• [TASK DETAILS] Copy the data precisely, keeping every character.

• [MATERIAL FOR THIS TASK]
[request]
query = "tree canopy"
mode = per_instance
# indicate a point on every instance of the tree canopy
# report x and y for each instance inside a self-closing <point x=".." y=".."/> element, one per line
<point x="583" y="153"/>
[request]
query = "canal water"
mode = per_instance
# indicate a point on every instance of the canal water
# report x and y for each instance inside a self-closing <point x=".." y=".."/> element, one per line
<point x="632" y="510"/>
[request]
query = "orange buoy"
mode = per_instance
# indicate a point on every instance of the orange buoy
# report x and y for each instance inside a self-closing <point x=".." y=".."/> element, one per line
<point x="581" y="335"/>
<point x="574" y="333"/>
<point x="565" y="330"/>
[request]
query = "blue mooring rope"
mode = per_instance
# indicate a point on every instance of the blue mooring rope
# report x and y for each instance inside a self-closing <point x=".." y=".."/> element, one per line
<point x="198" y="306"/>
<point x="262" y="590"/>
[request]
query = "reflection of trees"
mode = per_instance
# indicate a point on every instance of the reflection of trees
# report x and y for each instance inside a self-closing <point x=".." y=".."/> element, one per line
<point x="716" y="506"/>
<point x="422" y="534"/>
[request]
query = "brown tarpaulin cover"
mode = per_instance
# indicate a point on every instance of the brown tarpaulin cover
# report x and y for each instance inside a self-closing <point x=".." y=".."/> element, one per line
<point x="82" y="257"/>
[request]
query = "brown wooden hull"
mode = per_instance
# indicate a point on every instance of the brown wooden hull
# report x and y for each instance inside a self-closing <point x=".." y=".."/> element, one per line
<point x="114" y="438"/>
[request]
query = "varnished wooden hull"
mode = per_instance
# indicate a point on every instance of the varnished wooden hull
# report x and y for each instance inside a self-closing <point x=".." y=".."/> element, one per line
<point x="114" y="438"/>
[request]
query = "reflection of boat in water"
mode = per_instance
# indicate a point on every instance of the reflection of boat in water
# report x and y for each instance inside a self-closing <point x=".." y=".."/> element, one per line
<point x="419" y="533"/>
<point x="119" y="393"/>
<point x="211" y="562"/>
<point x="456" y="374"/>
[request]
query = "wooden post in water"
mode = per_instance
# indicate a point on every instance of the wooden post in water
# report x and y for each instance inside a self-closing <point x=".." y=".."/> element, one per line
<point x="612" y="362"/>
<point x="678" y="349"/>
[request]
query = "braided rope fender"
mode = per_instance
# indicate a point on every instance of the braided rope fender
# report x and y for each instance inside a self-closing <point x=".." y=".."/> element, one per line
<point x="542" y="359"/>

• [EXERCISE OUTPUT]
[request]
query = "tree canopy"
mode = per_instance
# indicate a point on every instance of the tree canopy
# report x and y for each instance inside a self-closing <point x=".." y=".."/> element, one per line
<point x="583" y="153"/>
[request]
query = "canal water"
mode = per_instance
# indicate a point on every instance of the canal water
# report x and y for each instance inside a self-closing <point x=".." y=".."/> element, one per line
<point x="632" y="510"/>
[request]
query = "orange buoy"
mode = per_instance
# indicate a point on every instance of the orange buoy
# report x and y for each instance inside a self-closing <point x=".." y=".."/> element, one per line
<point x="581" y="335"/>
<point x="574" y="333"/>
<point x="565" y="330"/>
[request]
query = "blue mooring rope"
mode = per_instance
# indicate a point on every instance of the blue mooring rope
# report x and y for each instance inside a self-closing <point x=".." y=".."/> element, one per line
<point x="198" y="306"/>
<point x="262" y="590"/>
[request]
query = "reflection of trees"
mode = per_instance
# indicate a point on every instance of the reflection of trees
# report x and y for each instance inside a self-closing <point x=".." y=".."/> element, one per line
<point x="716" y="506"/>
<point x="422" y="534"/>
[request]
query = "brown tarpaulin cover"
mode = per_instance
# indicate a point on every instance of the brown tarpaulin cover
# report x and y for each instance inside a self-closing <point x=".." y=".."/> element, one per line
<point x="82" y="257"/>
[request]
query = "brown wooden hull"
mode = per_instance
# indicate a point on every instance of the brown wooden hull
# report x and y for each instance inside a self-closing <point x=".." y=".."/> element, one per line
<point x="114" y="438"/>
[request]
query = "varnished wooden hull"
mode = per_instance
# indicate a point on every instance of the varnished wooden hull
# report x and y for each instance inside a self-closing <point x=".." y=".."/> element, one per line
<point x="114" y="438"/>
[request]
query = "reflection of boat in water"
mode = per_instance
# indicate a point on every instance of the reflection of boat in water
# report x and y for each instance inside a self-closing <point x=".." y=".."/> element, one per line
<point x="419" y="533"/>
<point x="119" y="393"/>
<point x="211" y="562"/>
<point x="456" y="374"/>
[request]
query = "wooden post in water"
mode = per_instance
# indicate a point on every instance of the wooden post in water
# report x and y for each instance inside a self-closing <point x=".." y=".."/> element, one per line
<point x="612" y="362"/>
<point x="678" y="349"/>
[request]
query = "braided rope fender"
mode = per_instance
# indicate a point on every instance of the braided rope fender
# report x and y for each instance inside a self-closing <point x=".." y=".."/> element, one per line
<point x="542" y="359"/>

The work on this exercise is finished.